[Extracted information Boundary: Start]

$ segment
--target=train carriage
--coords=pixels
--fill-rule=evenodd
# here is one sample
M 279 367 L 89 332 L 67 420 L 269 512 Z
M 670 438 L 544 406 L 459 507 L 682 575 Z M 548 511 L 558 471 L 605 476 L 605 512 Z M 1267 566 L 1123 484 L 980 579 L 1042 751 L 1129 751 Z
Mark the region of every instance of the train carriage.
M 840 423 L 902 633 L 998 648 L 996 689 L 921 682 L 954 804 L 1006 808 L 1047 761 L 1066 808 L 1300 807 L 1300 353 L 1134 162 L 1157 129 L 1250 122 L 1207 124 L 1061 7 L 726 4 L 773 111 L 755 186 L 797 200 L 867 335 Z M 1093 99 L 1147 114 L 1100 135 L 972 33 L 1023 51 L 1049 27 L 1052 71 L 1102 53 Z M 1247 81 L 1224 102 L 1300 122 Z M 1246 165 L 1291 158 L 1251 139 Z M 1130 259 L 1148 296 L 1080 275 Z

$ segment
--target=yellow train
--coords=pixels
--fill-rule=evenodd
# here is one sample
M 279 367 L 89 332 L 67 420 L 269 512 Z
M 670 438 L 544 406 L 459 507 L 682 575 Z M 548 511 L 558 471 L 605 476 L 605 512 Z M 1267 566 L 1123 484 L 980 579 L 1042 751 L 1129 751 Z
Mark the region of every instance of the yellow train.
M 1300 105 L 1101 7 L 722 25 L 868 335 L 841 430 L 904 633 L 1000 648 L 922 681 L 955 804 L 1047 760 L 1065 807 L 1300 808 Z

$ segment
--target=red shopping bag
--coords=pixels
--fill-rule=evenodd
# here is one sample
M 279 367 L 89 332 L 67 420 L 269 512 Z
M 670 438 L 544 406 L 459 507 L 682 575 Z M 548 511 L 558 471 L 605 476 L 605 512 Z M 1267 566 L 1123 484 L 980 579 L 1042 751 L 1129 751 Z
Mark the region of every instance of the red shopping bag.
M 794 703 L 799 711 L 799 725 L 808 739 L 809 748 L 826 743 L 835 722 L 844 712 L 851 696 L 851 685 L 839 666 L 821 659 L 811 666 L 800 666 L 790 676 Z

[Extracted information Boundary: End]

--- Task ---
Repeat all of the records exactly.

--- Task output ---
$ segment
--target=train carriage
--coords=pixels
--fill-rule=evenodd
# here is one sample
M 279 367 L 89 332 L 67 420 L 269 512 Z
M 670 438 L 544 406 L 459 507 L 682 575 Z M 548 511 L 558 471 L 605 476 L 605 512 Z M 1267 566 L 1123 484 L 980 579 L 1042 751 L 1129 751 Z
Mark the region of every instance of the train carriage.
M 840 423 L 902 633 L 998 648 L 996 689 L 921 682 L 954 804 L 1006 808 L 1047 761 L 1066 808 L 1300 807 L 1300 353 L 1134 162 L 1157 129 L 1250 122 L 1207 124 L 1061 7 L 726 4 L 773 111 L 755 186 L 797 200 L 867 335 Z M 1093 99 L 1147 114 L 1100 135 L 972 33 L 1023 51 L 1049 27 L 1052 71 L 1102 53 Z M 1247 81 L 1224 102 L 1300 122 Z M 1246 165 L 1291 158 L 1251 139 Z M 1130 259 L 1148 296 L 1080 275 Z

$ segment
--target=yellow train
--coords=pixels
--fill-rule=evenodd
# here is one sample
M 279 367 L 89 332 L 67 420 L 269 512 Z
M 670 438 L 544 406 L 459 507 L 682 575 Z M 548 511 L 558 471 L 605 476 L 605 512 Z M 1267 566 L 1123 484 L 980 579 L 1042 751 L 1129 751 Z
Mark the region of every instance of the yellow train.
M 1300 105 L 1101 7 L 722 25 L 868 335 L 841 430 L 904 633 L 1000 648 L 922 681 L 955 804 L 1047 760 L 1065 807 L 1300 808 Z

$ segment
--target=red shopping bag
--coords=pixels
--fill-rule=evenodd
# here is one sample
M 279 367 L 89 332 L 67 420 L 269 512 Z
M 670 438 L 544 406 L 459 507 L 682 575 Z M 548 511 L 558 471 L 605 476 L 605 512 Z M 1267 566 L 1123 484 L 980 579 L 1042 751 L 1129 751 Z
Mark the region of every instance of the red shopping bag.
M 794 703 L 799 711 L 799 725 L 808 739 L 809 748 L 826 743 L 835 722 L 844 712 L 851 696 L 851 685 L 839 666 L 821 659 L 811 666 L 800 666 L 790 676 Z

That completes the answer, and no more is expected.